◆ What the task asks
Wherever the string "green" shows up in the records below, return that line.
::::
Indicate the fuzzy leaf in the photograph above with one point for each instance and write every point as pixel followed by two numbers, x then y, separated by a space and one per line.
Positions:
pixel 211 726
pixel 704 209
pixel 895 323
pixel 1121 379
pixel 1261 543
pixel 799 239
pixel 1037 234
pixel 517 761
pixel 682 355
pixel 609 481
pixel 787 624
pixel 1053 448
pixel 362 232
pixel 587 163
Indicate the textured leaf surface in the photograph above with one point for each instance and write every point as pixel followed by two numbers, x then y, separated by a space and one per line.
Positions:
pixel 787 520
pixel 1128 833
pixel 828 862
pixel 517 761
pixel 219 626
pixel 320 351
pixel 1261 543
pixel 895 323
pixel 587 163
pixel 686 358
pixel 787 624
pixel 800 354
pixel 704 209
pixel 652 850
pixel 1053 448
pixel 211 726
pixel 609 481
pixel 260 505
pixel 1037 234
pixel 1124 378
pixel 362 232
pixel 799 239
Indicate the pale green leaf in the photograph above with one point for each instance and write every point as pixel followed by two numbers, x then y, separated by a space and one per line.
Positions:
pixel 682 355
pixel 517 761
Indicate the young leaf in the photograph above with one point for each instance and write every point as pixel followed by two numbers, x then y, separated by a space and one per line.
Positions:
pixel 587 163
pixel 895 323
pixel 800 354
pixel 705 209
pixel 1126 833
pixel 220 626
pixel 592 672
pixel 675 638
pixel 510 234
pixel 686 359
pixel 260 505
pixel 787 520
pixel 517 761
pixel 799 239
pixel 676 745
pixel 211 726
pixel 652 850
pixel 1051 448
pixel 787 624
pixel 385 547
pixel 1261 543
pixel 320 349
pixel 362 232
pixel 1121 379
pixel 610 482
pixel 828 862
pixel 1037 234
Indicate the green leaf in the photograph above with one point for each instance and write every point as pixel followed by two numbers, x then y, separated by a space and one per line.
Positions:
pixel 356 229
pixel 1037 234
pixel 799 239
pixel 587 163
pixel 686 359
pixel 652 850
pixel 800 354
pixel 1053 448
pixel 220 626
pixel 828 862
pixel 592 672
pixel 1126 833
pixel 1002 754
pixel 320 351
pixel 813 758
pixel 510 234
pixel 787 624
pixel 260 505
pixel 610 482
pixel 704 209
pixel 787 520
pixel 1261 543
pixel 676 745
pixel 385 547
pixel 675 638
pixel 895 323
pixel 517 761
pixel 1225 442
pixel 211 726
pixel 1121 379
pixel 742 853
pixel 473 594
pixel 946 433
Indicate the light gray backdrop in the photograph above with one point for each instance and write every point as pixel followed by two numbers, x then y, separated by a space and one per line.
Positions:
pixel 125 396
::::
◆ Written answer
Indicate the pale green leaf in the photograph above with one point for each instance and write every point as pixel followed by two numbers, x then y, separated by a space and one per line.
Indicate the green leaf in the photograph above with one point for each instance and write every point as pixel followed by two numbers, x then y, separated by a space and one per line.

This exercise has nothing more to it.